Across the records below, how many lines include the string "stem"? State the number and nothing more.

--- Recorded information ---

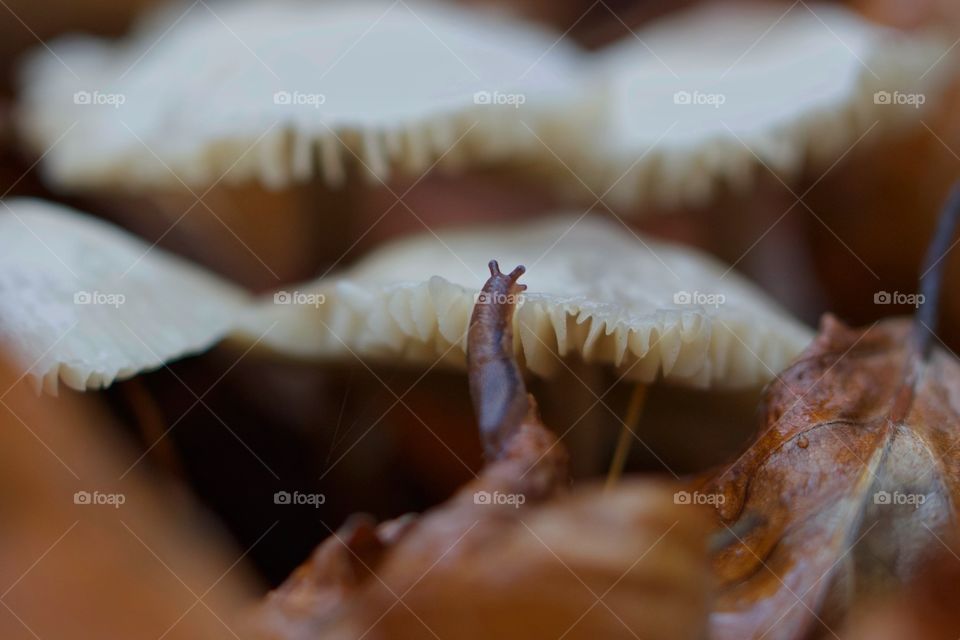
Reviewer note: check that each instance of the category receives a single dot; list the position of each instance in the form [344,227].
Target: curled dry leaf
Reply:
[512,554]
[855,474]
[925,608]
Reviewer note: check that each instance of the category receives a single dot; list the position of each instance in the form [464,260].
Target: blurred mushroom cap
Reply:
[596,291]
[88,303]
[708,95]
[280,91]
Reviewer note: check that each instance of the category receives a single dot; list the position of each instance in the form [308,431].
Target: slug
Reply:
[500,400]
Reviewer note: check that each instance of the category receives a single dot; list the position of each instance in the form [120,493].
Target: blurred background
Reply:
[869,220]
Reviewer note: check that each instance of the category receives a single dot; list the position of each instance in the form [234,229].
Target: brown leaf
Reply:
[855,474]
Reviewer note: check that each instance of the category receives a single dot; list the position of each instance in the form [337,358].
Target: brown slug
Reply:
[499,395]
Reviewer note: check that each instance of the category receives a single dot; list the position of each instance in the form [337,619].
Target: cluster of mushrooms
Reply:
[292,108]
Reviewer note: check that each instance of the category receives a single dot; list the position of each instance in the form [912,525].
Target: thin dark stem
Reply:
[931,278]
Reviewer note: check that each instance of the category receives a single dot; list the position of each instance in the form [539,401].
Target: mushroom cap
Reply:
[88,303]
[595,290]
[707,95]
[85,302]
[282,90]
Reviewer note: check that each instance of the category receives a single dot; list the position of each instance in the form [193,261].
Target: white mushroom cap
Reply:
[596,291]
[285,89]
[85,302]
[708,95]
[88,303]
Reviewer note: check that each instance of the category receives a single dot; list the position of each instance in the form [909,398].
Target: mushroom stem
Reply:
[627,431]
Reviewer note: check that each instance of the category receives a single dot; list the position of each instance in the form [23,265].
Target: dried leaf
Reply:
[855,475]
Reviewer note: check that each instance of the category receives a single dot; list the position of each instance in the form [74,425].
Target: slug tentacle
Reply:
[500,399]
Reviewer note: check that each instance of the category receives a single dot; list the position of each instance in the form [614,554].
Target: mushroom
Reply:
[91,304]
[703,96]
[596,290]
[282,90]
[87,303]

---

● Written reply:
2